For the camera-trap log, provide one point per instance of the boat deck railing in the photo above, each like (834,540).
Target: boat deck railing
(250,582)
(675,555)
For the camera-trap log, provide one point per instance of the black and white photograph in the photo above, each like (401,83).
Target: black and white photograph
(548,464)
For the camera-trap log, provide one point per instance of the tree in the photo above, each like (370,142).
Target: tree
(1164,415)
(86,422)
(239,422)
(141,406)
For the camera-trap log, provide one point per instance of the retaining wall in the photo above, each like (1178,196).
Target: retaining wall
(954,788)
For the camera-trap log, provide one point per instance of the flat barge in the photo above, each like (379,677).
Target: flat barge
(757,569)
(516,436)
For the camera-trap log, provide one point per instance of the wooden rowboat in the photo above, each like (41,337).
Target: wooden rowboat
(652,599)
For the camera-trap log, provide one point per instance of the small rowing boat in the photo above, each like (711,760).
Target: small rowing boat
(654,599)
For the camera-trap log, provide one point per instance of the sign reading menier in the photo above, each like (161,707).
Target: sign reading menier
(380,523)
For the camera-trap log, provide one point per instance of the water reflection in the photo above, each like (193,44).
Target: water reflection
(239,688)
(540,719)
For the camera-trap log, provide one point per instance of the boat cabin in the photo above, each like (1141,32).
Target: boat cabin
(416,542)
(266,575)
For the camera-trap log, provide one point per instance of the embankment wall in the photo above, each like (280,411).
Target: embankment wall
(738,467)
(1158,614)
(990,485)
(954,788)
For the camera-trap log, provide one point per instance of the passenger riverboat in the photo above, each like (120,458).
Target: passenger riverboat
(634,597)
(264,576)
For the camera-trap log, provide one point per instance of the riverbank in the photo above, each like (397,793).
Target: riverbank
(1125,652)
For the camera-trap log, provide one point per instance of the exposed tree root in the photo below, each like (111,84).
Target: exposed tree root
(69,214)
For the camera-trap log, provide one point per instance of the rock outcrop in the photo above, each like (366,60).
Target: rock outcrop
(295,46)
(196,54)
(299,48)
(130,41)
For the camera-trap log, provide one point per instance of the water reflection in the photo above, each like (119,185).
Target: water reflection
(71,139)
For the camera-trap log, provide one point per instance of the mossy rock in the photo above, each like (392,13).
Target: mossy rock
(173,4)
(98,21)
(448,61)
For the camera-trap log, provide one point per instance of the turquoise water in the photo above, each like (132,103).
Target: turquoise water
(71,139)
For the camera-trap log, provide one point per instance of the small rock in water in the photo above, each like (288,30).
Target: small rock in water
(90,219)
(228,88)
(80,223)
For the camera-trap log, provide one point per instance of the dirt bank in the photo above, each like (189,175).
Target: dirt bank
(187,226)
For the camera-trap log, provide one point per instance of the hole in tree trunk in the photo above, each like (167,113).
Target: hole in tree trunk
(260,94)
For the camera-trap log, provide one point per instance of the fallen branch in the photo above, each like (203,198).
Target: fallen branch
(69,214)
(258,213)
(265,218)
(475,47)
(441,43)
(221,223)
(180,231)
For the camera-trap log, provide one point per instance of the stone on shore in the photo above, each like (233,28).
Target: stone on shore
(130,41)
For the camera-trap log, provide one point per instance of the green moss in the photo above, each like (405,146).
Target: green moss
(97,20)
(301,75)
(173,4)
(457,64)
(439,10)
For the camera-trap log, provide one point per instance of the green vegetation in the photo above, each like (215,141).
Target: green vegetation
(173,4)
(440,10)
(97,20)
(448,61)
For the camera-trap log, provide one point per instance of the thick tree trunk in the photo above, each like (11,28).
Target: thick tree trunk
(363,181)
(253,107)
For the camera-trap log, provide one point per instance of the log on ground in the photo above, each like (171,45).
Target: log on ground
• • •
TASK DIRECTIONS:
Starting at the line that has "each like (111,84)." and stopping after the last line of the items, write every line again, requests included, and scale each answer coordinate by 0.55, rounding to whole numbers with halves going up. Leave the numbers in the requests and their sample formats unchanged.

RESULT OF THE TASK:
For the camera-trap log, provide one point per instance of the exposed tree root in the photo below, each like (111,84).
Target: exposed tree root
(38,118)
For the camera-trap log, provide one point per instance of the rock outcrop in the photo above, each like (366,60).
Target: rock outcrop
(162,25)
(108,30)
(164,26)
(72,23)
For the camera-trap log, provide one point per instance of the water reflection in the photo above, each like (119,185).
Target: water reflection
(39,76)
For the camera-trap log, provide one point per instance of the mossy rock in the photo above, each like (392,13).
Target: mossy rock
(95,2)
(54,12)
(246,34)
For the camera-trap log, provide one point per instance of the turquoise water in the photo above, each like (132,103).
Target: turquoise water
(39,76)
For the camera-trap log, provide one point per instance of the small rock in water in the photo above, each like (288,30).
Target: small rock in water
(50,120)
(125,48)
(44,123)
For the camera-trap log, provide one point per instance of the dirt bank in the photo above, each like (189,175).
Target: dirt bank
(103,124)
For the camera-trap log, provide one point per instance of the hole in tree trunk in the photo above, each like (167,113).
Target: hole in tree trunk
(143,52)
For the camera-trap log, provide one point per instance of the fallen branch in the photo above, each like (203,198).
Target: fallen branch
(38,118)
(142,117)
(146,120)
(261,26)
(243,24)
(122,123)
(99,127)
For the camera-trap log, provide one point per instance of the stone on shore in the photo above, each like (233,28).
Target: stone on shore
(72,23)
For the camera-trap log, provide one point per instance of the green moss in the photo above, each like (405,146).
Target: green moss
(53,11)
(166,41)
(95,2)
(251,35)
(241,6)
For the camera-trap log, provide one point per instance of the green vegetation in the photo above, each like (215,141).
Target: green vegetation
(95,2)
(242,6)
(53,11)
(246,34)
For the camera-trap log, provide one point per instance of the thick tree trunk in the photo above, each like (11,28).
Target: thick tree trunk
(200,100)
(139,59)
For the camera-trap log, provide one point per instance of the log on ground in the photo above, each like (171,45).
Target: log on ground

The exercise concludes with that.